[GIVEN REQUEST]: Please report every line of the data below that contains the string "grass", copying each such line in full. The match is case-sensitive.

Stored records

◇ ◇ ◇ ◇ ◇ ◇ ◇

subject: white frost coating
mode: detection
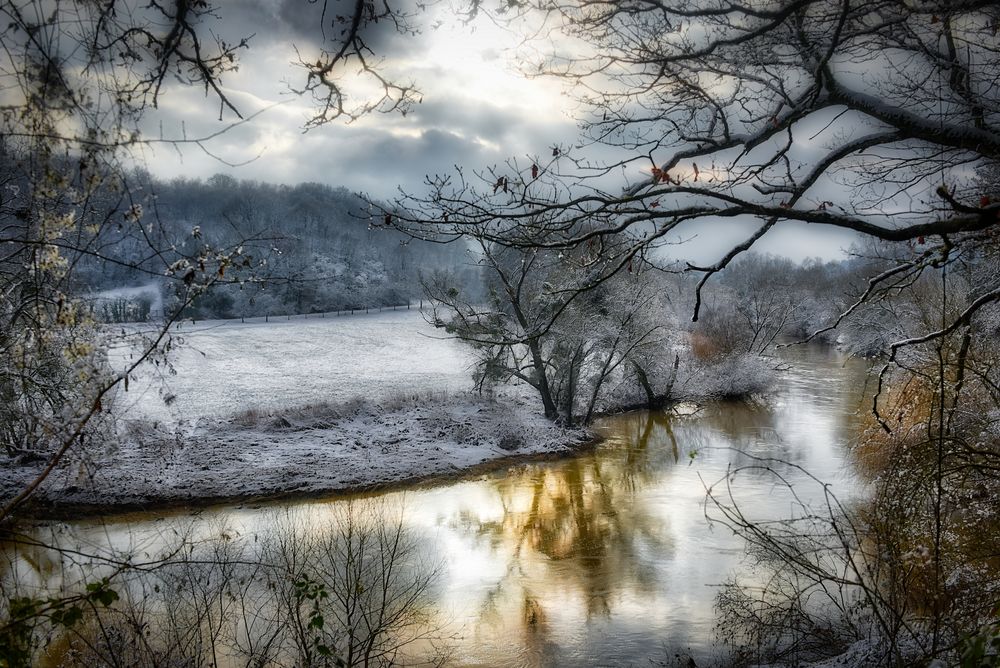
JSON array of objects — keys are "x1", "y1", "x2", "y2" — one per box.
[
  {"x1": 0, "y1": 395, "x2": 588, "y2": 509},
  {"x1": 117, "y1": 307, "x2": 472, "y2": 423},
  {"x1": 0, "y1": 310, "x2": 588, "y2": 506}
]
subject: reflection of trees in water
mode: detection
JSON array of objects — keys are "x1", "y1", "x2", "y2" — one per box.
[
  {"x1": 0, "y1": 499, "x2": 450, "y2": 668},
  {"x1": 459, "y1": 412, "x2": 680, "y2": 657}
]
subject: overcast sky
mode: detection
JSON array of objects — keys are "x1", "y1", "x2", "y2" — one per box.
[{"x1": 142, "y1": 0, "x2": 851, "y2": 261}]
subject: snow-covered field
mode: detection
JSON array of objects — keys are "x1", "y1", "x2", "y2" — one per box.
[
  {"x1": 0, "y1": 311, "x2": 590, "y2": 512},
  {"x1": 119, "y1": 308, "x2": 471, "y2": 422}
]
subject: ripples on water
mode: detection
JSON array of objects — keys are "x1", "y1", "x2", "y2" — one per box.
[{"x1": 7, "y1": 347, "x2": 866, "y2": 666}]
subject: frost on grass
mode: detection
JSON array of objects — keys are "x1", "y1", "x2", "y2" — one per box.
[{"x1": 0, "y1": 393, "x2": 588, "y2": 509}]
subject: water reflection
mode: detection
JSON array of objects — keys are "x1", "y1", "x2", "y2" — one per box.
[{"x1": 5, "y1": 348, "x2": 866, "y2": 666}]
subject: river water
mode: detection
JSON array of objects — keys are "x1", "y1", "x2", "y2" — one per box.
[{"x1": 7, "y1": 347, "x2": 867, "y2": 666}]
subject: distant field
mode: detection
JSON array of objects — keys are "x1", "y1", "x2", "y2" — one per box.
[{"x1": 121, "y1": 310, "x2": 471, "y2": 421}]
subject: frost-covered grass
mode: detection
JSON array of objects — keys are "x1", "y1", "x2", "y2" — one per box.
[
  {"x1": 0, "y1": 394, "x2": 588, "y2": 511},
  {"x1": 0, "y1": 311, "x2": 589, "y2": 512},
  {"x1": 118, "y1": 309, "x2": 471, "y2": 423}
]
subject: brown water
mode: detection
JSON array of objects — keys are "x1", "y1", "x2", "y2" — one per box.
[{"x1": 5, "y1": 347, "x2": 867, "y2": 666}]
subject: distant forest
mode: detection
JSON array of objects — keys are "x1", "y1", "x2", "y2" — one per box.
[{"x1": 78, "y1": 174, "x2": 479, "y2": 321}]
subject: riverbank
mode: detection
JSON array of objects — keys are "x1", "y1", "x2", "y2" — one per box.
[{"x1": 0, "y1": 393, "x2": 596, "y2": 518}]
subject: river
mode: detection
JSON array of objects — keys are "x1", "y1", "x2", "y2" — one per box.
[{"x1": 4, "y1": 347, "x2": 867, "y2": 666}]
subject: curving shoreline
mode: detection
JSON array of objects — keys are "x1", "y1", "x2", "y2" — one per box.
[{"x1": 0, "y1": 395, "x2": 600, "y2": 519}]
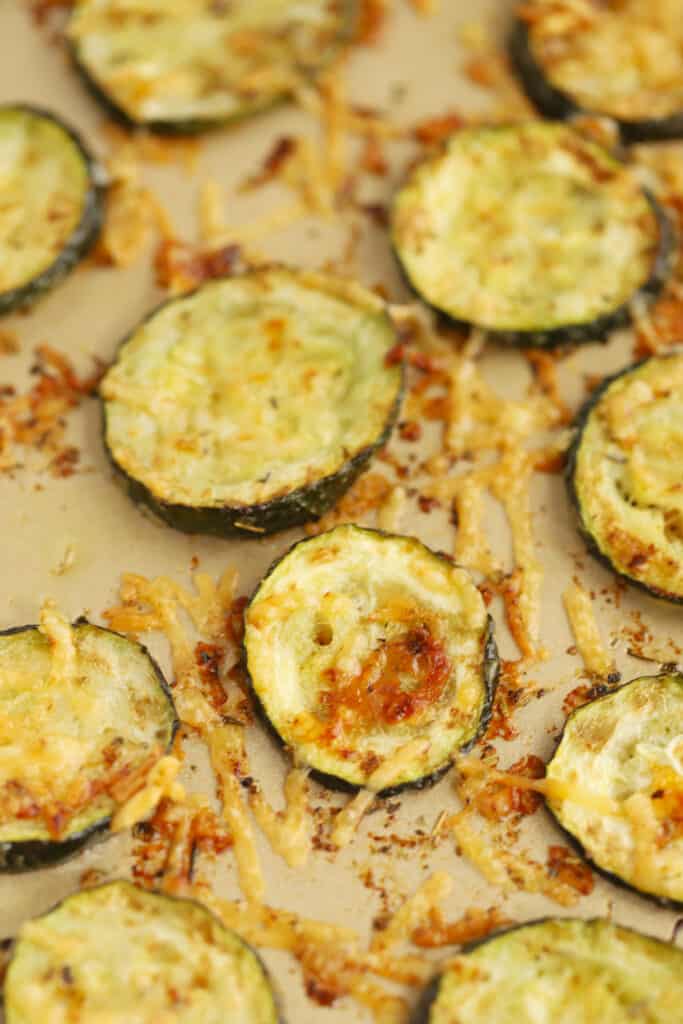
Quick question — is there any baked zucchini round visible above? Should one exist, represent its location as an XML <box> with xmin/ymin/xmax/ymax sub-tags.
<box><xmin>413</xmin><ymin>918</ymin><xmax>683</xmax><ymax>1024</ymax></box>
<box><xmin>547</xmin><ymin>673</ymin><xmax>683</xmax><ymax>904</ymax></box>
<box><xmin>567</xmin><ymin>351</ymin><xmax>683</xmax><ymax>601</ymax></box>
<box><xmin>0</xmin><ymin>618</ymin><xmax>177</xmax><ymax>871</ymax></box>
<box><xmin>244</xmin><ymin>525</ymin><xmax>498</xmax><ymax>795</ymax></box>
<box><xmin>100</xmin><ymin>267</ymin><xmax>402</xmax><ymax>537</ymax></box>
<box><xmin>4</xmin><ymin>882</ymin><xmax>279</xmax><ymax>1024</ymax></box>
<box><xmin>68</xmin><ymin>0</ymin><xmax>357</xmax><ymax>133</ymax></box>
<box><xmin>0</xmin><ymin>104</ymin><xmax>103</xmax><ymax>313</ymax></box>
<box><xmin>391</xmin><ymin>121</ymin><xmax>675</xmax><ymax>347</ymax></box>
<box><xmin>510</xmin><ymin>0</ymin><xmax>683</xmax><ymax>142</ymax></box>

◇ ◇ ◇ ◇ ◇ ◇ ◇

[WRITTEN ANSWER]:
subject: frost on grass
subject: frost-covered grass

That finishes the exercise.